• GOAL:
Count how many lines of the entries below contain the string "brick", treating uppercase and lowercase as different. Reply with the number alone.

• MATERIAL SUPPLIED:

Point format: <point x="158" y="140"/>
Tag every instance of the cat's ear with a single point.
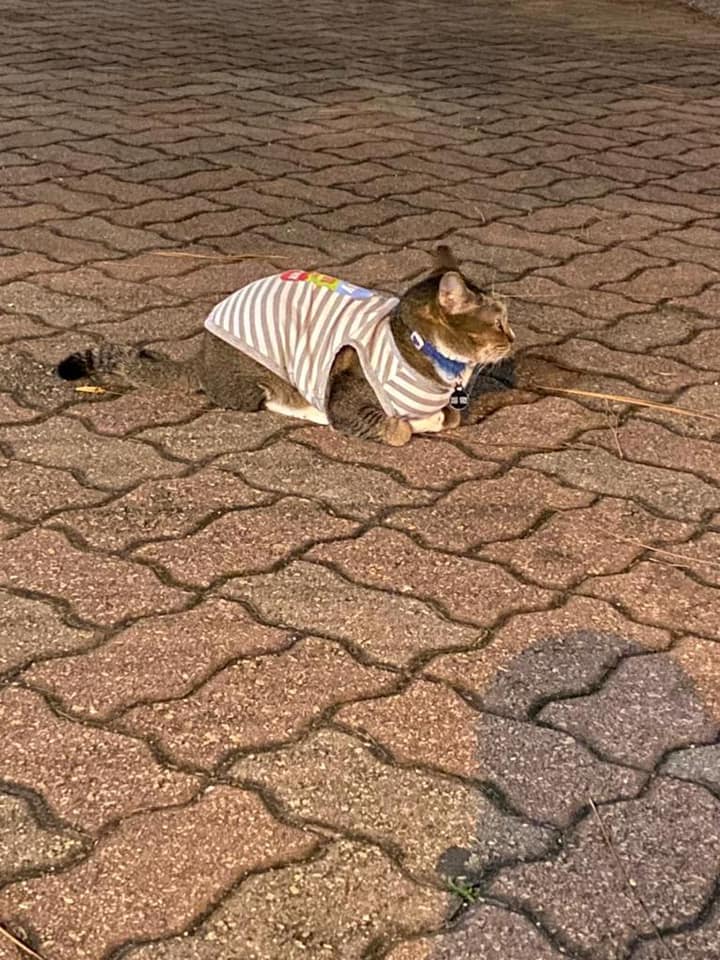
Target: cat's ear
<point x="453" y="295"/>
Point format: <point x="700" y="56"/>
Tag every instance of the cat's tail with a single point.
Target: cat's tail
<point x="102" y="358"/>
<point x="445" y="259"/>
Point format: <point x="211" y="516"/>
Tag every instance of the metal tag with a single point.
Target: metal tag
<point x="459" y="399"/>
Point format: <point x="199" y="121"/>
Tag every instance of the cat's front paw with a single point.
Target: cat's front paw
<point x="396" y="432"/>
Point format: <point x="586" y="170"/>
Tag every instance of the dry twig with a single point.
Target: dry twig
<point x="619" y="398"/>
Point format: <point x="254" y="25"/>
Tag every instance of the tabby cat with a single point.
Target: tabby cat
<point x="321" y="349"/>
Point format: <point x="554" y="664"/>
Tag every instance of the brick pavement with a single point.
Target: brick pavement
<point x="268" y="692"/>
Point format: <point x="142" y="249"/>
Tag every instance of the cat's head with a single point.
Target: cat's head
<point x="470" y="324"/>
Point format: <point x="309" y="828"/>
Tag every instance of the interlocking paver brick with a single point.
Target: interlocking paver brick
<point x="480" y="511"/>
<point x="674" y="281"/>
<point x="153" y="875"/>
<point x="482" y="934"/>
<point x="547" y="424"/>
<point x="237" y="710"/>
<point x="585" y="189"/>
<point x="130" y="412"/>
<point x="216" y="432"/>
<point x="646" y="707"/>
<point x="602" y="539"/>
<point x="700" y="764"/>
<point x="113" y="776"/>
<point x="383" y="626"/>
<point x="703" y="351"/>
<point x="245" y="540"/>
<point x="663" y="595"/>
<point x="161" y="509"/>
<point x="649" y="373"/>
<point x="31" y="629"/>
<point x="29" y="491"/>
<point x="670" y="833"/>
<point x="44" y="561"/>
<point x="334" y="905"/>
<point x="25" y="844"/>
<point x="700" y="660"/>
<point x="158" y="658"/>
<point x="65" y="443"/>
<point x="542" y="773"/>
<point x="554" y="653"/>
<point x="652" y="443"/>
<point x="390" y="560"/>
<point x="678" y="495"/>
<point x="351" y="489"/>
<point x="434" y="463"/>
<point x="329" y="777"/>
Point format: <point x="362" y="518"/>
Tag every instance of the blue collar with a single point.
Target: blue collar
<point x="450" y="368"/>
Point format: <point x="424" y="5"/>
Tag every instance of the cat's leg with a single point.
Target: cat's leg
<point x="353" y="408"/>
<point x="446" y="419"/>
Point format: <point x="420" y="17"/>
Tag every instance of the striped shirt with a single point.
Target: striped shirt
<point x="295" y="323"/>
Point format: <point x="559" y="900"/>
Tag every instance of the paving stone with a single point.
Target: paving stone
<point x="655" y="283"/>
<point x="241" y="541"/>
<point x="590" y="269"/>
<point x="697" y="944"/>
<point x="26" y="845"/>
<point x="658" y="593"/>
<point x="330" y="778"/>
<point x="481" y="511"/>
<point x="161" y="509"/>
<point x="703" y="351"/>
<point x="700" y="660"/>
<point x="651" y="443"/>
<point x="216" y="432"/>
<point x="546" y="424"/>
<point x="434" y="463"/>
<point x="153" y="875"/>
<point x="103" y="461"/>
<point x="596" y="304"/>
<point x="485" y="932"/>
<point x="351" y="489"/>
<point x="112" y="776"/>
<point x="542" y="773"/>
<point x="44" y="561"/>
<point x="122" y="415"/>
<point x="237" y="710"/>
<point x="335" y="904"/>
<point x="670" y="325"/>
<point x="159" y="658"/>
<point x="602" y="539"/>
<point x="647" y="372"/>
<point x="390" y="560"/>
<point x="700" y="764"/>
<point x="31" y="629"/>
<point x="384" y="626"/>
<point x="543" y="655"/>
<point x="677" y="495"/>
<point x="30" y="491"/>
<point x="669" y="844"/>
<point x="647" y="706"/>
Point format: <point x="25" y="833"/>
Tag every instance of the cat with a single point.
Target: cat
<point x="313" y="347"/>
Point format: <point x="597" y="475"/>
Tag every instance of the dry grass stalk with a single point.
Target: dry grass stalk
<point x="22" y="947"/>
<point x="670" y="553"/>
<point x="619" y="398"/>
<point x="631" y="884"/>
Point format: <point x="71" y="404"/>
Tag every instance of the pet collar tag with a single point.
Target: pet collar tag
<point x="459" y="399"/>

---

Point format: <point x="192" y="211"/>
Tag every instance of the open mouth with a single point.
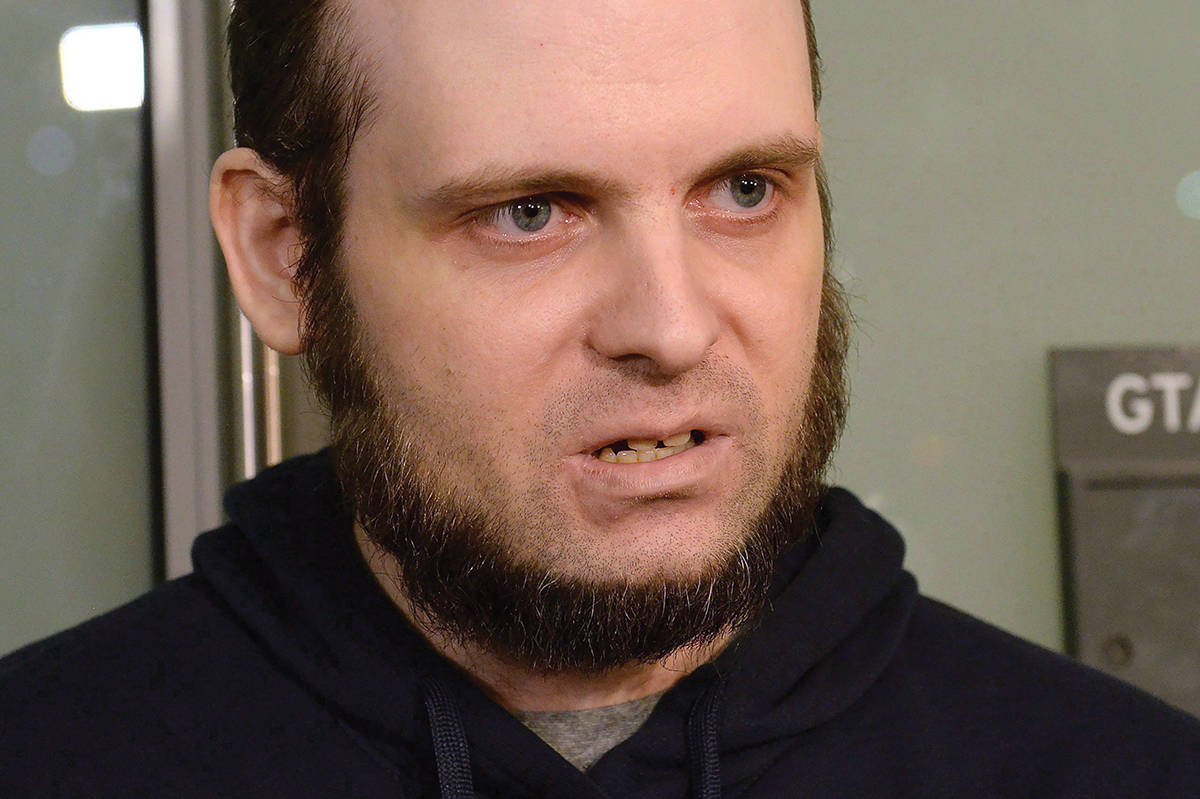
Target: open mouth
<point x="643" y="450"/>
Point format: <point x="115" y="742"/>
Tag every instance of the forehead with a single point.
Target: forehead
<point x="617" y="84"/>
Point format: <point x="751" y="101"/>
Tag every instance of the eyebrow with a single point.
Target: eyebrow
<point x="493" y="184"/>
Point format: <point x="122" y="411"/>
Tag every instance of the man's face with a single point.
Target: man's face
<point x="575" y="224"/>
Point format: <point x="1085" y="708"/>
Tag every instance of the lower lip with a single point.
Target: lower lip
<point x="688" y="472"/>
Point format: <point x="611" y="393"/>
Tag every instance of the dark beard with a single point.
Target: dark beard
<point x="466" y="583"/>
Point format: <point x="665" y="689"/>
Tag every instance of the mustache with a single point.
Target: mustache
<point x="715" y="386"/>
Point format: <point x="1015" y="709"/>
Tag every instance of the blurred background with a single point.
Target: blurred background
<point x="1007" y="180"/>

• FULL OUTPUT:
4